[Opening Text for analysis section]

The Alaska House State Affairs Committee on April 7 recommended that two governor appointees — Steve Meyer to the State Board of Parole and Annika Lambertson to the Alaska Police Standards Council — be forwarded to a joint session for consideration.
Meyer, calling in from Kenai, said he has served two prior terms on the parole board and spent most of his career with the Department of Corrections. He told the committee that discretionary grant rates fell after the repeal of SB 91 and during COVID when programming was interrupted, but said "in recent times our grant rate has ... gone up. I don't have a statistic to share with you, but we're in full hearings this week and in the last few days we've granted probably 85% of the people that applied for discretionary," attributing changes to case-by-case assessments and available programming.
Chair Kerrick opened the meeting and introduced the appointees. The appointee introduced herself as Annika Lambertson and said she was appointed by Governor Dunleavy to a public, small-town seat on the Alaska Police Standards Council; earlier in the hearing Chair Kerrick referred to her with a different given name. Lambertson said she does not have active law-enforcement experience but brings years of community interaction with local police and said she hopes to contribute a citizen perspective, including on training.

[Closing Text for analysis section]

• [Complete the following]
[A] In the passage about the committee hearing, where was Steve Meyer calling in from?
[B] Duplicate the portion of the passage about the committee hearing that begins at the words "The Alaska House" and stops after "and available programming.".
[C] Pick up the passage about the committee hearing after its final sentence and continue writing it.

[Opening Stored data section]

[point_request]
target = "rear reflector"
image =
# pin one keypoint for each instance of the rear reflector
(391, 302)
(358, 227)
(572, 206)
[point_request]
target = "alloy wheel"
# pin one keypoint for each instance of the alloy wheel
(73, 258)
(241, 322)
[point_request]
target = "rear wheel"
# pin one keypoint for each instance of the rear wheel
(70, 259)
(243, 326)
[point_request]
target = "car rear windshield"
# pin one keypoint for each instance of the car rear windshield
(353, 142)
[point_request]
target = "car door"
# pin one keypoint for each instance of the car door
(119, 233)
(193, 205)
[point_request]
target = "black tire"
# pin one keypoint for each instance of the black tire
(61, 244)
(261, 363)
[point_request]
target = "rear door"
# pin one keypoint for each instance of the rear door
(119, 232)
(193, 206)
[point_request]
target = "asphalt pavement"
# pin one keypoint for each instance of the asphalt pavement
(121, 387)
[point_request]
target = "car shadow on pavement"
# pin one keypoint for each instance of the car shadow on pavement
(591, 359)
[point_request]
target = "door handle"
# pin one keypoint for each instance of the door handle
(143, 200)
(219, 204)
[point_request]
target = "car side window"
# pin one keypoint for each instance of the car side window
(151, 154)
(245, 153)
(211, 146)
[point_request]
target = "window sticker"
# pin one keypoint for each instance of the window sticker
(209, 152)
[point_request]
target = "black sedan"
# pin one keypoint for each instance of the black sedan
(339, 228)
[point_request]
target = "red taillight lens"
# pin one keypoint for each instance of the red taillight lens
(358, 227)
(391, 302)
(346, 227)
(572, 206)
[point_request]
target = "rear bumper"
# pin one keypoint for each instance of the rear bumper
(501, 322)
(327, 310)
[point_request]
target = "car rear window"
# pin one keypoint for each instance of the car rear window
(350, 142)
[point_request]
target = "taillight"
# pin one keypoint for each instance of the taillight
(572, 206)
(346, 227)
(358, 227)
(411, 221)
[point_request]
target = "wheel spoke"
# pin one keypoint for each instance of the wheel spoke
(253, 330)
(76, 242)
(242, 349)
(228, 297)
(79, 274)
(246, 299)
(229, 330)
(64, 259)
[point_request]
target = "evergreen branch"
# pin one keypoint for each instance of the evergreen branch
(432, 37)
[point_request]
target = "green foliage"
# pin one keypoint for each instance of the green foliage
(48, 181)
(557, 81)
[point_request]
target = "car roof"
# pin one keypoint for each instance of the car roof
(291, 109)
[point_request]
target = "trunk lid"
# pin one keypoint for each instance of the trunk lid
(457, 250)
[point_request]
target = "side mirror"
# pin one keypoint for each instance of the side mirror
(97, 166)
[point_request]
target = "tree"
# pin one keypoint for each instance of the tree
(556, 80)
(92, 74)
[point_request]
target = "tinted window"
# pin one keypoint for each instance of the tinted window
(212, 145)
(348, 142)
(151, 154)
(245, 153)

[Closing Stored data section]

• [Results in order]
[A] Kenai.

[B]
The Alaska House State Affairs Committee on April 7 recommended that two governor appointees — Steve Meyer to the State Board of Parole and Annika Lambertson to the Alaska Police Standards Council — be forwarded to a joint session for consideration.
Meyer, calling in from Kenai, said he has served two prior terms on the parole board and spent most of his career with the Department of Corrections. He told the committee that discretionary grant rates fell after the repeal of SB 91 and during COVID when programming was interrupted, but said "in recent times our grant rate has ... gone up. I don't have a statistic to share with you, but we're in full hearings this week and in the last few days we've granted probably 85% of the people that applied for discretionary," attributing changes to case-by-case assessments and available programming.

[C]
Committee members asked Meyer about parole procedures, special medical parole and deliberation practices; Meyer described monthly discretionary-parole hearings, pre-hearing packets, interviews and majority-vote deliberations. Members asked Lambertson about the composition of the Police Standards Council and whether public members may take training after confirmation; she said public seats do not require prior police training but that she would consider taking standard training if confirmed.
No members of the public signed up or appeared to testify on either appointee. The committee recorded its recommendation to forward the two names to a joint session and took a brief recess to sign the report. The committee did not take a confirmation vote; the recommendation sends the nominations forward for consideration in joint session.